What is needed. Reproduce the data in full, exactly.

Listed entries.
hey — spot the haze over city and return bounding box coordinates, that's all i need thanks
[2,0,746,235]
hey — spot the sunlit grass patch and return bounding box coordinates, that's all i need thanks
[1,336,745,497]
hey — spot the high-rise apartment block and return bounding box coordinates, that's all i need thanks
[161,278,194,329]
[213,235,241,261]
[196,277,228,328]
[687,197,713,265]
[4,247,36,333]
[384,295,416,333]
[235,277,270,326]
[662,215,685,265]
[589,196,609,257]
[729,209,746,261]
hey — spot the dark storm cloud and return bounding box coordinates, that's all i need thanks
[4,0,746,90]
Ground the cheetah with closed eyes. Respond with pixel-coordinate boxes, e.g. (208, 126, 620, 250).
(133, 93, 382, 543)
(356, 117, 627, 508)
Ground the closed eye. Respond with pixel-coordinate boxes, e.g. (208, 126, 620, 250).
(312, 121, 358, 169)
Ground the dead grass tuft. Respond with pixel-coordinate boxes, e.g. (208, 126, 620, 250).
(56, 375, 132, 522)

Exercise response.
hey — spot the haze over city and return bounding box coordinates, that's all i need thanks
[2,0,746,235]
hey — spot the sunlit grass patch and return bounding box coordinates, that's all i need thanks
[1,336,745,497]
hey — spot the high-rise apartment block and return bounding box coordinates, that's all i need thanks
[161,278,194,329]
[213,235,241,261]
[196,277,228,328]
[687,197,713,265]
[4,247,36,333]
[384,295,416,333]
[235,277,270,326]
[662,215,685,265]
[589,196,609,257]
[729,209,746,261]
hey — spot the dark storm cloud and return bounding box coordinates, that's all i need thanks
[4,0,746,90]
Ground the cheetah with closed eyes. Respond with pixel-coordinate boxes, e.g. (208, 126, 620, 250).
(133, 93, 382, 543)
(356, 117, 627, 508)
Ground the closed eye. Respond with pixel-coordinate boxes, e.g. (208, 126, 620, 250).
(312, 121, 358, 169)
Ground the dead grass tuft. Respond with pixel-coordinate boxes, e.g. (208, 126, 620, 250).
(56, 375, 132, 522)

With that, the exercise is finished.